(EXCERPT TO READ)
By Danny Ryerson, copy editor
Coming of off a history of rocky releases, failed expansions and hate from every corner of the Internet, it’s safe to say that the Destiny series hasn’t had the greatest lifetime.
After the release of Destiny 2 and its first expansion, Destiny 2: Curse of Osiris landed the franchise in hot water among reviewers for reusing old assets, breaking promises of new content and removing systems that had been in place in Destiny for over two years at that point, many lost hope for the game.
Now, with Destiny 2: Forsaken on the horizon promising hours upon hours of new gear, missions, activities and more, players are right to be skeptical. After all, series developer Bungie hasn’t had a great track record so far.
However, in what seems to have been an act of goodwill towards their players, Bungie released a substantial update on August 28th, with it coming a slew of preview features, including bulk deletion of “shaders”— cosmetic palette swaps that drop like rain, clogging up valuable inventory space— 200 extra slots in player vaults for a total of 500 and, most importantly, a total overhaul of the game’s weapon system.
This requires a bit of explaining. In Destiny, players carried three weapons; a primary, a special weapon and a heavy weapon. Primaries filled the role of workhorse guns; ammo was plentiful and they did enough damage to reliably deal with the majority of enemies. Special and heavy weapons were often powerful enough to kill in a single hit in player-versus-player combat but had limited ammo to compensate.

(ENTRIES)
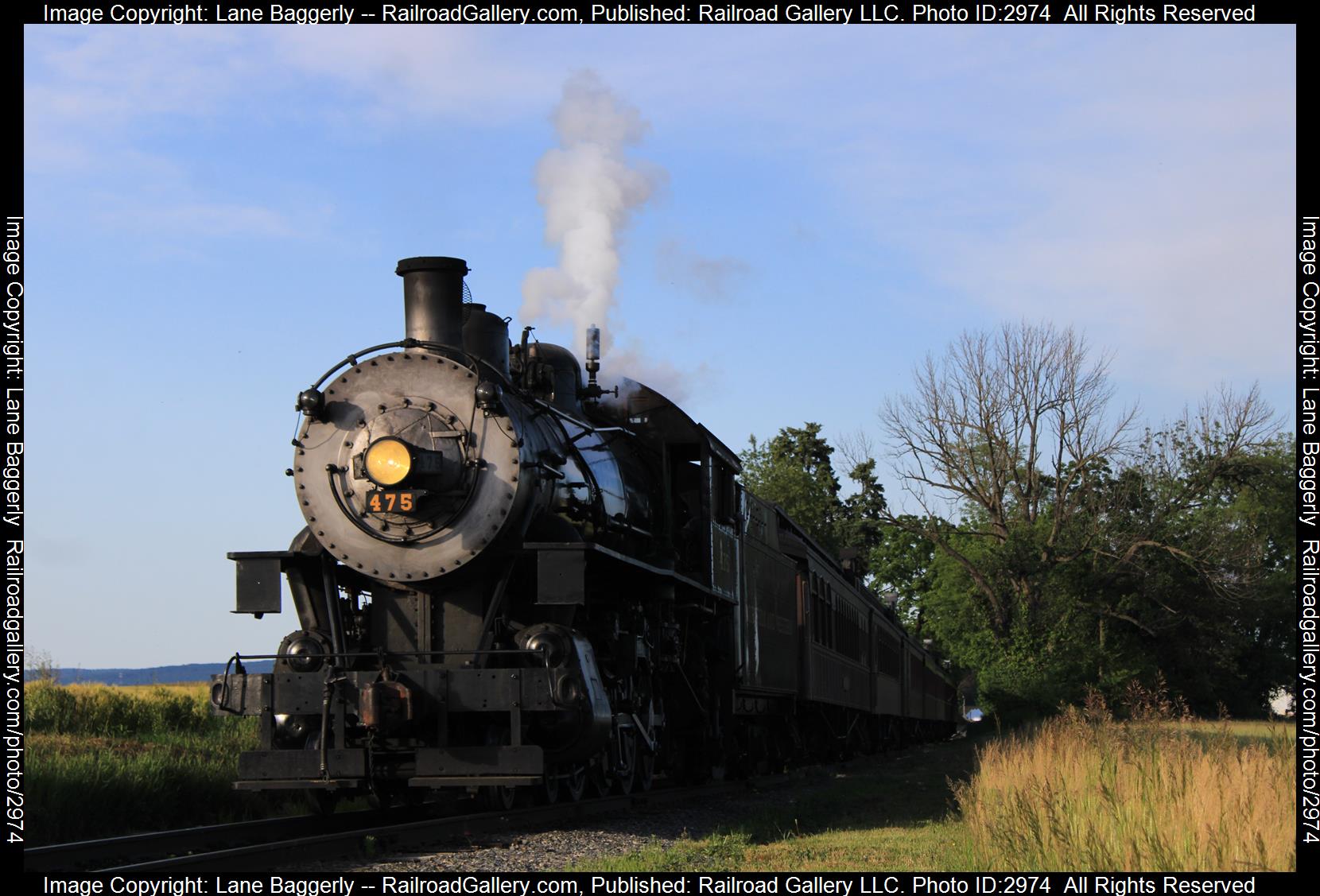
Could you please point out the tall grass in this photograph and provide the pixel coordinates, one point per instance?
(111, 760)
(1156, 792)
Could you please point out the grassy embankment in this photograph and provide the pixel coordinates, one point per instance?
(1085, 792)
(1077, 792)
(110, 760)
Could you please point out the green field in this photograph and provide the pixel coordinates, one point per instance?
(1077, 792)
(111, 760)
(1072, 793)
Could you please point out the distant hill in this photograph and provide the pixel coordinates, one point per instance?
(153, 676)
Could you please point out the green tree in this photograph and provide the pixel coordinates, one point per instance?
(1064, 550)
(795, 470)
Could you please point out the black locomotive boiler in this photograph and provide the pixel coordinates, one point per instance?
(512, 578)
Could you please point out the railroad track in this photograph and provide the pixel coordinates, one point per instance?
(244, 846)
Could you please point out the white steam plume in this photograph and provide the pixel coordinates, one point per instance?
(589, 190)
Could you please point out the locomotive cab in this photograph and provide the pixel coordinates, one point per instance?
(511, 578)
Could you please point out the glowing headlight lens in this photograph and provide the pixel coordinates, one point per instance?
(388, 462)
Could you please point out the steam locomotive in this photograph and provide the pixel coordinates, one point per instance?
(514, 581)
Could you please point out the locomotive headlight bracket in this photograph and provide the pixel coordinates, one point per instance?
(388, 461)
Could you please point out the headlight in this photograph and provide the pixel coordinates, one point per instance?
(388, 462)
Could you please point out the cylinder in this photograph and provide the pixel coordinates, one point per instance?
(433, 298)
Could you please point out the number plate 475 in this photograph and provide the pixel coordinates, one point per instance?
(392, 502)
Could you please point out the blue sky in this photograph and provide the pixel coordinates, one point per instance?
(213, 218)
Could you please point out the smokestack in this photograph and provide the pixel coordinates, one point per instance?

(DIRECTIVES)
A. In the Destiny 2 article, condense the paragraph beginning "This requires a bit of explaining" into a shorter version that keeps its main facts.
B. Write out the stretch of the Destiny 2 article from "However, in what" through "game’s weapon system.", word for word.

(RESPONSES FOR EACH TASK)
A. In Destiny, players carried three weapons: a primary, a special and a heavy. Primaries were workhorse guns with plentiful ammo and enough damage for most enemies. Special and heavy weapons could often kill in one hit in player-versus-player combat, but their ammo was limited.

B.
However, in what seems to have been an act of goodwill towards their players, Bungie released a substantial update on August 28th, with it coming a slew of preview features, including bulk deletion of “shaders”— cosmetic palette swaps that drop like rain, clogging up valuable inventory space— 200 extra slots in player vaults for a total of 500 and, most importantly, a total overhaul of the game’s weapon system.